■ What needs to be done ■
Find each line in the rows below that contains the word "white" and copy those lines.

■ Given records ■

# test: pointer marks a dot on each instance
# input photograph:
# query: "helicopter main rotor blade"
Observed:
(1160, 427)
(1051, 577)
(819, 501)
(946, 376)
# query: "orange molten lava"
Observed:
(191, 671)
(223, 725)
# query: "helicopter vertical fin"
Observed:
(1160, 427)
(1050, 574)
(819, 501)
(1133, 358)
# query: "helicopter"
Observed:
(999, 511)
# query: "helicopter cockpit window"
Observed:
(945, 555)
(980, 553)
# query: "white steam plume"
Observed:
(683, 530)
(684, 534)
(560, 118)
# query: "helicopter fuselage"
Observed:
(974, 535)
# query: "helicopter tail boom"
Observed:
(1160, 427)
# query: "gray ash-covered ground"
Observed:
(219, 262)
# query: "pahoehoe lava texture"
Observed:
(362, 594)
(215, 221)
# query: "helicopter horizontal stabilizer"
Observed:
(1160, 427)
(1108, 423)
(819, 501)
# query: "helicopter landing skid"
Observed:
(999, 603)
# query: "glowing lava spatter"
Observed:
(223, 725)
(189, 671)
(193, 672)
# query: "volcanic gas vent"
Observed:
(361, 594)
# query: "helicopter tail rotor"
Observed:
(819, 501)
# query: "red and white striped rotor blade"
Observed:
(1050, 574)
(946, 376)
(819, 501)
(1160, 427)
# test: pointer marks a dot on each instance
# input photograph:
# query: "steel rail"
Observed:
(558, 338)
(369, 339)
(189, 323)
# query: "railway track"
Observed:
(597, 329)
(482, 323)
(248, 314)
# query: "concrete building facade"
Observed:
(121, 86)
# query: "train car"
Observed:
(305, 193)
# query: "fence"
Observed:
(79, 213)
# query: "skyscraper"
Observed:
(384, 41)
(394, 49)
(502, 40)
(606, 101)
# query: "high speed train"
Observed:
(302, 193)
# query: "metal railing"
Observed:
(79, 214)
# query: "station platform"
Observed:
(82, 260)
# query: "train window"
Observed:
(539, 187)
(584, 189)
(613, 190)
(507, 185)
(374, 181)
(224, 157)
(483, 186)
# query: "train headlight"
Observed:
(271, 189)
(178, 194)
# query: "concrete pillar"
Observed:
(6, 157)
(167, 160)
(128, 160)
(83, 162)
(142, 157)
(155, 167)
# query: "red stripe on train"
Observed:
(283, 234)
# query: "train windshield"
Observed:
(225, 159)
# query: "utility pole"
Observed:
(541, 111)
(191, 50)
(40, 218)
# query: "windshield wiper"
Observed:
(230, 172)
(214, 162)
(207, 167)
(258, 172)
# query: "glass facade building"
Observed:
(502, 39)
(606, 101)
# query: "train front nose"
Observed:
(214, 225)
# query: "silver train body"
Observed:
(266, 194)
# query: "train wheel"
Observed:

■ Exercise response ■
# query: "white steam plume"
# query: "red and white striped rotor blade"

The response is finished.